> Short task
Recast every line of the records below as a Markdown table with two columns, Row and Line text, leaving out any blank lines.

(Data items)
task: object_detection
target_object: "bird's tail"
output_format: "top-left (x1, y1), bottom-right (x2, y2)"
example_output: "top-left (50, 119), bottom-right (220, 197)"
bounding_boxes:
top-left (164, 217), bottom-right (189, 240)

> Answer for the task
| Row | Line text |
|---|---|
| 1 | task: object_detection |
| 2 | target_object: "bird's tail" |
| 3 | output_format: "top-left (x1, y1), bottom-right (x2, y2)" |
| 4 | example_output: "top-left (50, 119), bottom-right (220, 197)" |
| 5 | bounding_boxes: |
| 6 | top-left (164, 217), bottom-right (189, 240) |